> **Your tasks**
1) In the Wall Street post, at what time did the sell-off begin?
2) Repeat the passage from the Wall Street post starting at "Wednesday, February 11, 2009" and ending at "are just theories.".

> **Source extract**
---------------

Wednesday, February 11, 2009

Wall Street Rejects Accountability?

The damned near 400 point loss today was in large part due to fear about the banking systems.  Those stocks including Bank of America and Citigroup lost 15-20% of their assets.  Virtually all newspapers and television stations reported the plunge was the fault of the treasury secretary Tim Geithner's new TARP plan.  I never buy into these theories...the media try to assign meaning to these numbers all the time but in the end, they are just theories.

But in this case, it seems that everything makes a whole lot of sense.  The Secretary spoke at 11AM and the sell off began at 11:21AM hitting banks the hardest.  The banks in the worst shape like Bank of America had a lot to gain from this speech because they need the TARP funds.  Fortunately for the taxpayer, but unfortunately for our market, the new administration and Senate/House Dems are pushing for massive regulation.

---------------

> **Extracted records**

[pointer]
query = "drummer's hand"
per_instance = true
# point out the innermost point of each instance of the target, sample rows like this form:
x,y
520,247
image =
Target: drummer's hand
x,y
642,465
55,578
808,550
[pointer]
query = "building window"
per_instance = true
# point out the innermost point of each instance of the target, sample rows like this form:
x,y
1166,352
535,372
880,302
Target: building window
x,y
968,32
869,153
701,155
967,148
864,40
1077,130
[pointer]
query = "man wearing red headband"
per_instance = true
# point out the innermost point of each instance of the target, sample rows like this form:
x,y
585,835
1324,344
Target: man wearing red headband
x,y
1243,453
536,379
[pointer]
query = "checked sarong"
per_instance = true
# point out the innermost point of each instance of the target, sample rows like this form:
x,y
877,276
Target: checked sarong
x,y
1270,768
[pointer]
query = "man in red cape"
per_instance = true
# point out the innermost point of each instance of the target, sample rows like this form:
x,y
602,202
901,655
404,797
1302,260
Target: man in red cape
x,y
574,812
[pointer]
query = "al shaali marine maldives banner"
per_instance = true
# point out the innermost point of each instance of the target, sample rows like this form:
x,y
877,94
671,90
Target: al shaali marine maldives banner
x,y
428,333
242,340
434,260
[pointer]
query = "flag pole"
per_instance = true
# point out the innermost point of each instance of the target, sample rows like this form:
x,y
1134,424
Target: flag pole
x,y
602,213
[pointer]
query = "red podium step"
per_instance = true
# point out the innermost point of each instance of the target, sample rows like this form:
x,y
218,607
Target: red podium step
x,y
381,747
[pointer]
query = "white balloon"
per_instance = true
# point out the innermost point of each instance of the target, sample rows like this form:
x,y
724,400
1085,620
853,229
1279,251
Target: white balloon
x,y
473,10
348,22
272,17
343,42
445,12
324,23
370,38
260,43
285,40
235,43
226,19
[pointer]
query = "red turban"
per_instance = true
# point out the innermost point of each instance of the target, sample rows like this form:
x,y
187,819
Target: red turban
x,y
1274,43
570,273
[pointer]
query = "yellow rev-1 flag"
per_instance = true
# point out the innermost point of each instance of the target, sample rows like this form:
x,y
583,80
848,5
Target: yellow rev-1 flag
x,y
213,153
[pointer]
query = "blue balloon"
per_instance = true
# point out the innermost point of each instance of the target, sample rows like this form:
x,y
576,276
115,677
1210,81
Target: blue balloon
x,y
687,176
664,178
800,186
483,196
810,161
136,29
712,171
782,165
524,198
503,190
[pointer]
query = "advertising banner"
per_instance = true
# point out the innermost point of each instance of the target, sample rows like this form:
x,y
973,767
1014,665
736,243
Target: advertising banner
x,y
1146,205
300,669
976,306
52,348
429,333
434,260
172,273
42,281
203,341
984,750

---------------

> **Solutions below**
1) The sell-off began at 11:21AM.

2)
Wednesday, February 11, 2009

Wall Street Rejects Accountability?

The damned near 400 point loss today was in large part due to fear about the banking systems.  Those stocks including Bank of America and Citigroup lost 15-20% of their assets.  Virtually all newspapers and television stations reported the plunge was the fault of the treasury secretary Tim Geithner's new TARP plan.  I never buy into these theories...the media try to assign meaning to these numbers all the time but in the end, they are just theories.